=== Extrait choisi ===

AUSSI FUYANT QUE LOUP

AUSSI FUYANT QUE LOUP
Brèves fantaisies spéculatives en lisant "Le réel et son double", de Clément Rosset, folio essais n°220, pp.55-64.

1.
"d'un autre monde qui le double" : course des mondes, ils se doublent, se dépassent, se font des queues de poisson, des illusions, des eaux de boudin, des farces-cafetière et attrape-couillon, manteaux élancés dans l'espace.

2.
"cette impression d'avoir été doublé" : c'est le temps qui nous farce ; on a beau prévoir, ça se passe fatalement autrement. Après, il y a toujours un oracle pour dire qu'il l'avait bien dit. Le plus curieux, c'est quand on pense que ça se passe comme prévu et qu'en fait, c'est pas ça, pas ça du tout, c'est juste l'illusion de la prédiction réalisée, du déjà-vu spéculatif.

3.
"la théorie de la réminiscence" : je sais pas à quoi ça fait allusion (d'ailleurs je m'en moque), mais il me semble que nous sommes si bien tissés de réminiscences que nous agissons en fonction de ces réminiscences, que c'est le passé qui nous actionne, nous, les bouffons du présent.

4.
"de ne pouvoir jamais reconstituer ailleurs, en un autre temps, ce même objet sensible" : unicité de l'événement. Le pari du capitalisme, c'est l'éternel retour du meilleur via la production en série. Le problème est que cette production en série induit une uniformité de la consommation, et donc des comportements. Les héros sont morts sur la chaîne d'assemblage et il n'y a plus que des destins communs.

5.
"caractère décevant du réel" : c'est qu'c'est jamais aussi bien qu'on croit, et que, quand bien même, il faut alors que la conscience dévalorise, déprécie, décôte le réel sous peine de se laisser prendre au filet de la fascination et de tomber amoureux du réel, ce qui revient à se fondre dans ce réel, à se dissoudre dans le tangible comme la chair se dissout dans la terre.

6.
"ne découvre pas mais re-découvre" : la conscience redécouvre sans cesse le réel qu'il l'a produit et qui, en tant que conscience, invente ce monde où elle se meut. L'être-là est une création consciencieuse. Que soudain l'on ne le reconnaisse plus, qu'on ne le redécouvre plus, et c'est alors que notre esprit prend nuit, s'affole, se supprime.

7.

=== Données fournies ===

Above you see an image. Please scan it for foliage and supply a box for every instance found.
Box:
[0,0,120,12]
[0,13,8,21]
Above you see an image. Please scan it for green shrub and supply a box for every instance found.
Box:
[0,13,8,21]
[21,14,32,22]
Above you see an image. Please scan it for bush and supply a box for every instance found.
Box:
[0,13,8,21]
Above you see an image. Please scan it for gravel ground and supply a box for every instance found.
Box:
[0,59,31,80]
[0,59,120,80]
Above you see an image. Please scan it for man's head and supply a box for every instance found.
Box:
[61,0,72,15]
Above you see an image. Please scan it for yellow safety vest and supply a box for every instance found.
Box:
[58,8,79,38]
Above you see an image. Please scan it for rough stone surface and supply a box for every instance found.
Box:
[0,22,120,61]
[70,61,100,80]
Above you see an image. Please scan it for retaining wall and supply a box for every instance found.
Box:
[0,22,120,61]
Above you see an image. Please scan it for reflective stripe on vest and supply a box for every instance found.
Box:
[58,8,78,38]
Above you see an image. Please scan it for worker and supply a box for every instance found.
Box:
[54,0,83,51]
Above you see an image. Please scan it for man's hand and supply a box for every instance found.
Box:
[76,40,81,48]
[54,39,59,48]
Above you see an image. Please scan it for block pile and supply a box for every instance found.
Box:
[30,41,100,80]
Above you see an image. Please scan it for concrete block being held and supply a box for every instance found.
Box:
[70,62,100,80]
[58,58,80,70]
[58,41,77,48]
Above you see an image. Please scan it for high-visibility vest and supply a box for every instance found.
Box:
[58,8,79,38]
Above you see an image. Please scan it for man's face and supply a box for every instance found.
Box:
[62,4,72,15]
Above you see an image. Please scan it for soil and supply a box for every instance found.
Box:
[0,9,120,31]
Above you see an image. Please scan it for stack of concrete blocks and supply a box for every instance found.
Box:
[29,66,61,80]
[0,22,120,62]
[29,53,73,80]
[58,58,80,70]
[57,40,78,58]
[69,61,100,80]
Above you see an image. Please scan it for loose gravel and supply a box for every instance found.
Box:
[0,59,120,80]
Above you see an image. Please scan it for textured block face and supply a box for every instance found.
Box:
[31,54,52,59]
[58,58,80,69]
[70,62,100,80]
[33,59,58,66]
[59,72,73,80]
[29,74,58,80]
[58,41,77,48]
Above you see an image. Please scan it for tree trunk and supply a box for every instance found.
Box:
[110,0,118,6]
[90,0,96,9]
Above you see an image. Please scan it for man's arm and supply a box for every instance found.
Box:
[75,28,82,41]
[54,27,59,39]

===

Dites si chaque affirmation ci-dessous concorde avec l'extrait choisi. Répondez par oui ou non et citez les mots décisifs du texte.
1. Ces fantaisies ont été écrites en lisant un essai de Clément Rosset.
2. Selon l'extrait, la production en série favorise la diversité des comportements.
3. L'auteur des fantaisies dit savoir à quoi fait allusion « la théorie de la réminiscence ».

1. Oui : « en lisant "Le réel et son double", de Clément Rosset »
2. Non : « cette production en série induit une uniformité de la consommation, et donc des comportements »
3. Non : « je sais pas à quoi ça fait allusion »